**Extract provided**
ANARCHISTS STEAL NEWS AWARD AT THE WEBBY'S
SAN FRANCISCO - Corporate media was both glorified and
protested tonight at the Webby Awards in San Francisco, CA. Billed
as the "Oscars" of the internet, the Webby's is a high-glitz awards
show designed to highlight and promote websites and the web
industry. Many of the highly-visible sponsors and nominees
represent corporate media and media consolidation, including CNN,
ABC News, and more.
Indymedia was nominated for an award in the "Activism" category.
An anarchist who showed up at the awards ceremony spoke
anonymously, saying that "indymedia is news, and it shows the
corporate media takeover of the internet to say that indymedia is
activism, not news." Another anarchist present said that if Indymedia
is an activist site, mainstream media like CNN or ABC are "activists
for corporations and rich elites."
A vocal minority in the crowd, wearing masks associated with
anarchist black blocs at recent anti-capitalism protests, loudly booed
when CNN and other corporate media conglomerates, like
Microsoft, were mentioned.
As the winner was announced for the "News" category, two masked
people ran onto the stage. One, wearing a gasmask, grabbed the
"News" award from the host, and shouted, "fuck corporate media!"
Then he ran off the stage, taking the award with him. The host
fumbled and said, "someone just took off with the award..." The
other person, wearing a bandana mask, took pictures and identified
himself as an Indymedia reporter.
Sam Donaldson, ABC News personality, was sitting a few rows
away and could only shake his head in confusion.
Another anonymous anarchist present said, "corporate media does
not belong on the internet. As dot-com valuation continues to
plummet, we hope to save our wonderful co-operative global
network from insidious, patent-grabbing, idea-owning
megacorporations which despise free speech and privacy."
Featured speakers also included San Francisco Mayor Willie Brown,
who gloated in the changes that the dot-com industry have brought
to the city. Mayor Brown is frequently targeted by housing activists
for allowing dot-com companies to illegally rent residential spaces,
creating one of the worst housing crises in San Francisco since the
1906 earthquake.

Stored records:
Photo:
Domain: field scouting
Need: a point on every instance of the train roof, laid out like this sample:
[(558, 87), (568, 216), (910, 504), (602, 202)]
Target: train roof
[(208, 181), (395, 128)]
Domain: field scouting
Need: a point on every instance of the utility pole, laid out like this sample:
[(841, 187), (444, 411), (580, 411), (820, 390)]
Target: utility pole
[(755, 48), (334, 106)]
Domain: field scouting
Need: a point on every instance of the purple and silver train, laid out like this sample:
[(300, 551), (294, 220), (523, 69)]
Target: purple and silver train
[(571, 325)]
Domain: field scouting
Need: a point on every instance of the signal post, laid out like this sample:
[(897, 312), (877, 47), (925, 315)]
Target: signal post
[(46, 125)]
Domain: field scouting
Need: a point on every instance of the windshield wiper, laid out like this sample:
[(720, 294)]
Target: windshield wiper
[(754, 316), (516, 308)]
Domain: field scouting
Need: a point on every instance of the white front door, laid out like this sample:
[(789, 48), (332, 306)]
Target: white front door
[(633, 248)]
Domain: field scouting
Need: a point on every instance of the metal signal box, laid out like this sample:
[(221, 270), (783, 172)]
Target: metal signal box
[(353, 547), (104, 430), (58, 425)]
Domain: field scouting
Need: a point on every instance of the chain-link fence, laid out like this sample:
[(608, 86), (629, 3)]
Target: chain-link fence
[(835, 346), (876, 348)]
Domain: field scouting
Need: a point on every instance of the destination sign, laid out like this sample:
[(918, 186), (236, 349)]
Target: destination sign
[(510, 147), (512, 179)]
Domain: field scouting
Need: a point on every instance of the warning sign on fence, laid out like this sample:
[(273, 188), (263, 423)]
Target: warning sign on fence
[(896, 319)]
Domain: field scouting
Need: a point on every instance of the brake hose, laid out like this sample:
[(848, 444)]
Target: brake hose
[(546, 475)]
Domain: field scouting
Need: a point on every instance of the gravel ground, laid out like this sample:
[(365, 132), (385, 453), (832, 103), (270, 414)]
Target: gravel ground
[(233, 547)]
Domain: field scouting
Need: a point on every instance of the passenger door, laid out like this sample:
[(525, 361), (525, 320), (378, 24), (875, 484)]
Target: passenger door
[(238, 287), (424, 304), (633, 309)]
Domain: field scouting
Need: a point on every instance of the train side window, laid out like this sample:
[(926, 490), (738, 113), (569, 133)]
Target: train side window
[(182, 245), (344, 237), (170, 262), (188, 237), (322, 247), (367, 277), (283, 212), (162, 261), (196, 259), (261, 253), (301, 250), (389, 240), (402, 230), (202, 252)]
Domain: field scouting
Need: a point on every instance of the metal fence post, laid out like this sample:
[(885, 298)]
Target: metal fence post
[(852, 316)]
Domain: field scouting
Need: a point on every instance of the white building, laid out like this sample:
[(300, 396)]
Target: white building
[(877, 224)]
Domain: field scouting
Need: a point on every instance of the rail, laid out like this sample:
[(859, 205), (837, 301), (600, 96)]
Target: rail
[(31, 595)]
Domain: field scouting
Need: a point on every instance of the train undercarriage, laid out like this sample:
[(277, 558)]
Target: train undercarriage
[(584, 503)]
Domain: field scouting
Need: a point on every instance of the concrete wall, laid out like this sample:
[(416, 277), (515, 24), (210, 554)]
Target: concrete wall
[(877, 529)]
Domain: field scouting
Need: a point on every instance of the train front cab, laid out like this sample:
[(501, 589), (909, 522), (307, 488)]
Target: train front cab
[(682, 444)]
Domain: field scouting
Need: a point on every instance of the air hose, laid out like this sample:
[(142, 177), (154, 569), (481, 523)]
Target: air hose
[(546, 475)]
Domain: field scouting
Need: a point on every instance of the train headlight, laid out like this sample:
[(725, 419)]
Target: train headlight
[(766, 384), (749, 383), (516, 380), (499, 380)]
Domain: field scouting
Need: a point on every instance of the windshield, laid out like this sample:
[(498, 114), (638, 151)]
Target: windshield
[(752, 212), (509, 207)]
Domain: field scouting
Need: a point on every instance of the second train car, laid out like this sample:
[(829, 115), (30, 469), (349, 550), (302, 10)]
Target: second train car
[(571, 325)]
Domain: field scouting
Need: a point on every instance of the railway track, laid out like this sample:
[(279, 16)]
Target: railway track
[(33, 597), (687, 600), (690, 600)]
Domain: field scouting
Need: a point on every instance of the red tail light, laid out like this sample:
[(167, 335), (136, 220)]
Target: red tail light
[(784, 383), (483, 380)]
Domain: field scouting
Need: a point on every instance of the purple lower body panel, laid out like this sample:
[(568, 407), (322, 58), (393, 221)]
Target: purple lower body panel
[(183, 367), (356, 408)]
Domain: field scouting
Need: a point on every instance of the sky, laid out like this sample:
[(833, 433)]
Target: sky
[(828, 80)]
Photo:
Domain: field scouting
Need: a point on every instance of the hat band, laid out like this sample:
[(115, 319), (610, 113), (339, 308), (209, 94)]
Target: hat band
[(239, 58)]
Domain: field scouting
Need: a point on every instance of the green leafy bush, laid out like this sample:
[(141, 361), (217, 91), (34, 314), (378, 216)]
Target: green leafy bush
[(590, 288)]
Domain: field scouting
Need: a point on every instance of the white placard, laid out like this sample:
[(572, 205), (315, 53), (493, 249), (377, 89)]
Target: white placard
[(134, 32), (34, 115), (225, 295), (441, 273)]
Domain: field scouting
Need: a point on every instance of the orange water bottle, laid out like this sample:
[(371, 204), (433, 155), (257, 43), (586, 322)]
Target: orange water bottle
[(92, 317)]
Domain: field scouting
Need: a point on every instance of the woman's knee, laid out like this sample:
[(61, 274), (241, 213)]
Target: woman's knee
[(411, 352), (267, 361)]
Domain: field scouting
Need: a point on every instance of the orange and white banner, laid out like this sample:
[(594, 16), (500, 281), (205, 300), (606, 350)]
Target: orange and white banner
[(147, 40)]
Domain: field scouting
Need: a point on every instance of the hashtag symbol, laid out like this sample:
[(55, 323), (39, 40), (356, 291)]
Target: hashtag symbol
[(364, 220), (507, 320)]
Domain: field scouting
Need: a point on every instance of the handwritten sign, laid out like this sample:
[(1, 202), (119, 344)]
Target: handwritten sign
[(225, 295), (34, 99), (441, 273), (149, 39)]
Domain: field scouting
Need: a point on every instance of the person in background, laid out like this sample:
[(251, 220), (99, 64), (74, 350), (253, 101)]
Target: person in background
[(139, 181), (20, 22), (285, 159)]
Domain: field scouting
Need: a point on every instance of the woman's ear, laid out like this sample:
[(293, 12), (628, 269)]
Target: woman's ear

**Problem set**
[a] According to the Webby Awards report, why is San Francisco Mayor Willie Brown frequently targeted by housing activists?
[b] Answer these questions from the Webby Awards report.
(i) In which category was Indymedia nominated for an award?
(ii) What did the person wearing a gasmask take from the host?
(iii) Which ABC News personality was sitting a few rows away?

**Solved tasks**
[a] Housing activists target him for allowing dot-com companies to illegally rent residential spaces. The report says this created one of the worst housing crises in San Francisco since the 1906 earthquake.

[b]
(i) Indymedia was nominated in the "Activism" category.
(ii) The person took the "News" award.
(iii) Sam Donaldson was sitting a few rows away.